> SELECTED TEXT:
--- START ---

Guy Leavitt is Preceptor in Sanskrit at Harvard University. As expert on Kashmir and its religious traditions, he will present an overview of Buddhism in Gandhara and its relationship to Kashmiri Shaivism.

 

 

Sarah LeVine has conducted extensive research on the revival of the Buddhist nun’s order in south Asia, as well as tracking the lives of young women from Nepal who have joined the modernist Theravada Buddhist monastic community. Her discussion of Buddhism as lived experience today, especially for women drawn to seek religious vocation and education, powerfully conveys the nature of this monastic tradition, yesterday and today.

 

Kathryn March, an anthropologist at Cornell University, has worked on questions of anthropology, gender and social change in Himalayan Asia since 1973. Her research has ranged across much of north central Nepal, among Sherpa and, especially, Tamang communities there. Prof. March’s studies are constructed o interviews, life histories, and personal stories to explore how people relate their own experiences and reflections to larger cultural and esthetic frameworks, such as those of ritual, religion and song.

 

Charles Ramble, Lecturer in Tibetan Buddhism at Oxford University, since 1980 has studied the peoples of the southern Tibetan frontier, most recently those in the Mustang Valley of north central Nepal. Dr. Ramble in his publications and teaching has addressed issues concerning religious doctrines, ritual practices, and the patterns of political rule manifested in the communities spanning the periphery of Tibet.

--- END ---

> GIVEN RECORDS:

--- START ---

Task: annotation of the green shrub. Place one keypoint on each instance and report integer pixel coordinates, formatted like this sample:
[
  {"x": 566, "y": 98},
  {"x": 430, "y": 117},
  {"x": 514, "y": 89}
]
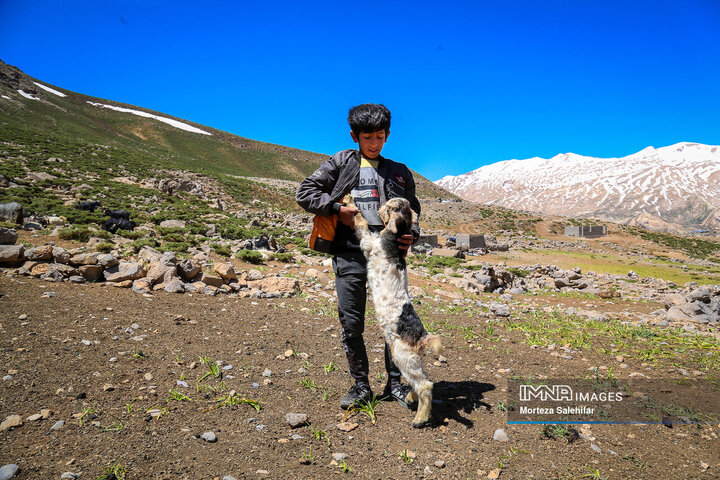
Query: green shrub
[
  {"x": 285, "y": 257},
  {"x": 518, "y": 272},
  {"x": 222, "y": 250},
  {"x": 82, "y": 234},
  {"x": 177, "y": 247},
  {"x": 250, "y": 256},
  {"x": 142, "y": 242},
  {"x": 104, "y": 247},
  {"x": 132, "y": 235}
]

--- END ---

> WORK REQUIRED: Return the stretch of the speaker profiles from "Kathryn March, an" through "religion and song.", reproduced word for word. The data above can be set aside; none of it is needed.

> SOLUTION TO THIS PROBLEM:
Kathryn March, an anthropologist at Cornell University, has worked on questions of anthropology, gender and social change in Himalayan Asia since 1973. Her research has ranged across much of north central Nepal, among Sherpa and, especially, Tamang communities there. Prof. March’s studies are constructed o interviews, life histories, and personal stories to explore how people relate their own experiences and reflections to larger cultural and esthetic frameworks, such as those of ritual, religion and song.